MATERIAL PROVIDED ::
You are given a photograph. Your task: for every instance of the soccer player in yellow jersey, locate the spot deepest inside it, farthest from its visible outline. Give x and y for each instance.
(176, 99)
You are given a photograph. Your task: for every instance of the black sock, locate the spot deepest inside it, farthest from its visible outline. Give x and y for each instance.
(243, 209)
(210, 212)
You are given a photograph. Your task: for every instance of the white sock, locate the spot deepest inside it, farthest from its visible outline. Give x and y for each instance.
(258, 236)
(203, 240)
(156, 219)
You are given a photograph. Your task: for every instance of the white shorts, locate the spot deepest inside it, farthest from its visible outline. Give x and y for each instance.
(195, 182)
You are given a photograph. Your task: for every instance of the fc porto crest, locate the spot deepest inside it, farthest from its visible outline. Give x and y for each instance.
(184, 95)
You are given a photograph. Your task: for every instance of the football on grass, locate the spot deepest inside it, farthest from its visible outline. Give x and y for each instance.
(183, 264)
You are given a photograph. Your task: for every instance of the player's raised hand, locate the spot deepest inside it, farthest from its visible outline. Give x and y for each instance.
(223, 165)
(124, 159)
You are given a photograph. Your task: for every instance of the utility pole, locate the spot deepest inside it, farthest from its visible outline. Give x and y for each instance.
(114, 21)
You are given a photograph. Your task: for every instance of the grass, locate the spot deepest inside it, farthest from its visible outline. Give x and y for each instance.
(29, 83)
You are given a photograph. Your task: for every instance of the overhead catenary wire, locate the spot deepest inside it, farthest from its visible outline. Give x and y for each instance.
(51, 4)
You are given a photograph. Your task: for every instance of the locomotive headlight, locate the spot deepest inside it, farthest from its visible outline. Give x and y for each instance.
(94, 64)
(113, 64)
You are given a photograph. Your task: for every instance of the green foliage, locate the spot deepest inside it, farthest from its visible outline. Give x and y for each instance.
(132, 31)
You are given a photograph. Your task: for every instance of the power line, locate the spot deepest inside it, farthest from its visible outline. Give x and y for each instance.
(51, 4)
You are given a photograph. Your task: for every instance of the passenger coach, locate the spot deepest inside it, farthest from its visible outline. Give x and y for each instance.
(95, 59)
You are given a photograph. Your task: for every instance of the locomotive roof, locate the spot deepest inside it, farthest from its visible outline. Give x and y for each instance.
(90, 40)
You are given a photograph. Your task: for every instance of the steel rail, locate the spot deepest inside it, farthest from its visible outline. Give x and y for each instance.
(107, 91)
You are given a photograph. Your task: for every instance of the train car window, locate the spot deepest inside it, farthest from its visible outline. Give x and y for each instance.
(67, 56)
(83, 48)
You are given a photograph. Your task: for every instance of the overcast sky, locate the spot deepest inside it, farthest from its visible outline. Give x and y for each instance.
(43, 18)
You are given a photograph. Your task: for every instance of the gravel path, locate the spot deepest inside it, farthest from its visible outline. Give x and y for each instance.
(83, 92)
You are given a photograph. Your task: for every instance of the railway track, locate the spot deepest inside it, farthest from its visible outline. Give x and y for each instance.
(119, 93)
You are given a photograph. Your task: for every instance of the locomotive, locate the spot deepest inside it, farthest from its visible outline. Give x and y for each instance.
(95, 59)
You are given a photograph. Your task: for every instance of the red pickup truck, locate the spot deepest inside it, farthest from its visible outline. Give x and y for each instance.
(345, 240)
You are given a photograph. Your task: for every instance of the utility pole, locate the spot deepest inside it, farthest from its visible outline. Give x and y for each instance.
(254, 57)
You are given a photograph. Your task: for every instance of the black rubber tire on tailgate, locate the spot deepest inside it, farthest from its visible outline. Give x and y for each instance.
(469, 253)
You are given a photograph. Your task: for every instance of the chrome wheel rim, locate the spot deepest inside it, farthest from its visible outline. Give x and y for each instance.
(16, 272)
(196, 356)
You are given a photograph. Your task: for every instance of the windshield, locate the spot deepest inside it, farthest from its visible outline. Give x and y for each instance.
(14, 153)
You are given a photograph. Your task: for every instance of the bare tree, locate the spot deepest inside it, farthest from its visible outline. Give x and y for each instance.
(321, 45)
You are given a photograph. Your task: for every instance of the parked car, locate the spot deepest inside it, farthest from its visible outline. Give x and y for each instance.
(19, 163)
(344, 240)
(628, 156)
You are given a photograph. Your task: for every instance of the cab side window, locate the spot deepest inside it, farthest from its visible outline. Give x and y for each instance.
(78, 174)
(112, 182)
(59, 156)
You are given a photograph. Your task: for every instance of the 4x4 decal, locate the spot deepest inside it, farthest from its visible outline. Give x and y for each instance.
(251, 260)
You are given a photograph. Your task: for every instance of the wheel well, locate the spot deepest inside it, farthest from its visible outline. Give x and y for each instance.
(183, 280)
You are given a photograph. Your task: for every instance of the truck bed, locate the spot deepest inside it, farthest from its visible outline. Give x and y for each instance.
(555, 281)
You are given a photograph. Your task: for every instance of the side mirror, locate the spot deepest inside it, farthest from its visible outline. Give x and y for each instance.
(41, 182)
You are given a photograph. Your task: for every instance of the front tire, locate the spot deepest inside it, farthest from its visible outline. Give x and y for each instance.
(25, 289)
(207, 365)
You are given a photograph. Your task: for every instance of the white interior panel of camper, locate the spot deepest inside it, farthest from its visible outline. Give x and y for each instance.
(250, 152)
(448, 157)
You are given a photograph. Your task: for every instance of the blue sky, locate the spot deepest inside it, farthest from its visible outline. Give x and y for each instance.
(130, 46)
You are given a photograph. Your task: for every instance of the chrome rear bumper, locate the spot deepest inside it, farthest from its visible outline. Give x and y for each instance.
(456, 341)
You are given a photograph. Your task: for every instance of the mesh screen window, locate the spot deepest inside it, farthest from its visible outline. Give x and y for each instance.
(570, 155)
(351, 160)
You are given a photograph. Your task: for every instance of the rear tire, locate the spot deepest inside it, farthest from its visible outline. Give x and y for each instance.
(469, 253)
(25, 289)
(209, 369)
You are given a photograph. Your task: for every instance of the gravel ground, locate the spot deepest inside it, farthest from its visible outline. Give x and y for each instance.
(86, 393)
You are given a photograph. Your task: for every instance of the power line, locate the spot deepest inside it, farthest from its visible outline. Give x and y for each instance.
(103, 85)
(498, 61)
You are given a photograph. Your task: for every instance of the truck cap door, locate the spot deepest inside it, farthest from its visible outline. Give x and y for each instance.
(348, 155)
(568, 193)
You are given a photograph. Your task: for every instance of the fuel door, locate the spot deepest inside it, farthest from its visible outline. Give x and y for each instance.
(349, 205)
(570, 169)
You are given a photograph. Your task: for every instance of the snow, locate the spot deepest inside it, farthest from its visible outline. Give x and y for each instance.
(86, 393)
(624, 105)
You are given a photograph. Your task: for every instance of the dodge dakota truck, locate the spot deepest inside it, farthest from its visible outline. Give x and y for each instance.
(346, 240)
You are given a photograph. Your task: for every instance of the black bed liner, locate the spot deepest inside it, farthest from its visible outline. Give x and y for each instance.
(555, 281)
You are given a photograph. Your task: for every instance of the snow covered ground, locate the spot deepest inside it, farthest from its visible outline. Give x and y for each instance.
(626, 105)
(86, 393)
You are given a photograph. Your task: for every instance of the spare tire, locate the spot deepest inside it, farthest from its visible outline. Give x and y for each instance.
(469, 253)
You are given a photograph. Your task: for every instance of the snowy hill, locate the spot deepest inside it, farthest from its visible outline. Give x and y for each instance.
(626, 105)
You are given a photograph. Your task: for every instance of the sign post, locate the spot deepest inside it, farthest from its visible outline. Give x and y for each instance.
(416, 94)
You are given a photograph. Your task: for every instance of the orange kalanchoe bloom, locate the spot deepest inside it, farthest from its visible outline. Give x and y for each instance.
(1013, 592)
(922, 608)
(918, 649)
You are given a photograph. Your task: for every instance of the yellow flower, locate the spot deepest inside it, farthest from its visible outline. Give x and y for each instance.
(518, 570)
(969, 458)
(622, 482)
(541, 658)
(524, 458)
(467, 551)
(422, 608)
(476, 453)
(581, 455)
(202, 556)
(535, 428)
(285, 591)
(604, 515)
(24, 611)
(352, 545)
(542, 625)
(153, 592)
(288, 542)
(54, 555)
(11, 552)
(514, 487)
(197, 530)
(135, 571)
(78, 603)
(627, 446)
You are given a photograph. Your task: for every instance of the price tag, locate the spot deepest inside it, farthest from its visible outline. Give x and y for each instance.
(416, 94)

INSTRUCTIONS FOR THE TASK ::
Quote exactly the line containing "of the yellow" and every later line through the end of the listing, and no other lines.

CORRECT ANSWER ::
You are given a photograph. Your task: for every instance of the yellow flower, locate the spot deepest inside it, farthest from its visible outline. Give x and y for each instance.
(518, 570)
(969, 458)
(622, 482)
(541, 658)
(524, 458)
(467, 551)
(422, 608)
(476, 453)
(581, 455)
(202, 556)
(535, 428)
(285, 591)
(604, 515)
(24, 611)
(352, 545)
(542, 625)
(153, 592)
(288, 542)
(54, 555)
(11, 552)
(514, 487)
(197, 530)
(135, 571)
(78, 603)
(627, 446)
You are given a photograph. Your task: for every instance of the price tag, locate the spot deepest inside it, farthest from its visible outline. Give x and y for each instance.
(416, 94)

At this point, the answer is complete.